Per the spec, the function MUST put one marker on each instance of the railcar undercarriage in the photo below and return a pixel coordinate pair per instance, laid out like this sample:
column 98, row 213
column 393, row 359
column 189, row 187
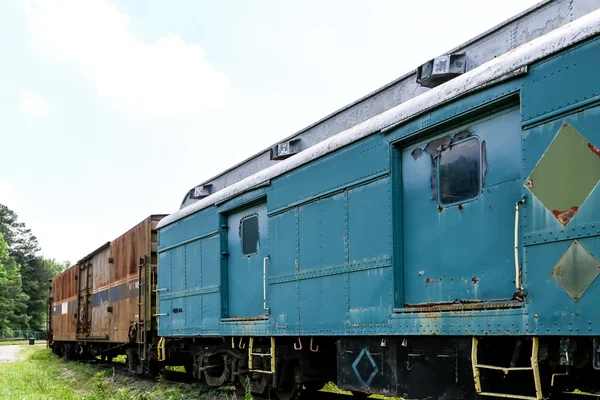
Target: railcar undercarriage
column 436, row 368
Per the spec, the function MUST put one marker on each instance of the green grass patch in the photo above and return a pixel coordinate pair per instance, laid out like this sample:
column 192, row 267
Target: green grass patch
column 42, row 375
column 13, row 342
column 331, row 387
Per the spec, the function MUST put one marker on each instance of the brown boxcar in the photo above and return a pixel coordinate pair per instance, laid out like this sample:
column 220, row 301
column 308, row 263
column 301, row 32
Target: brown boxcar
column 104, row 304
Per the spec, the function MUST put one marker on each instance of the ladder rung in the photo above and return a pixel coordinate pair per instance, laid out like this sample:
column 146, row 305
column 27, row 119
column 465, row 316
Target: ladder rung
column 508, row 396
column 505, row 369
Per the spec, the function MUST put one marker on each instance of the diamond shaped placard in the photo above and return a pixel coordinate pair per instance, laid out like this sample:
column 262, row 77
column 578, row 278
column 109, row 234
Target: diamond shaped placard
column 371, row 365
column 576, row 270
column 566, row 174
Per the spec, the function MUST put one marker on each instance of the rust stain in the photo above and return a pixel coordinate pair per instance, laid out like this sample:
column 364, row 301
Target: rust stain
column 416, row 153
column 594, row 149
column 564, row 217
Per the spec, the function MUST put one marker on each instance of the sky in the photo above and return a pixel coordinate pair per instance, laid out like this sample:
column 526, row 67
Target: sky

====

Directions for this task:
Rewrite the lines of the records as a numbered list, starting at the line that contains "of the brown" and stopping after the line that contains "column 104, row 304". Leave out any blank lines.

Response to the exercise:
1. Per the spec, the function MUST put one marker on each instance of the brown boxcar in the photo above and return a pixel coordinate pair per instance, laid out like this sample:
2. column 220, row 301
3. column 308, row 263
4. column 301, row 32
5. Target: brown boxcar
6. column 104, row 304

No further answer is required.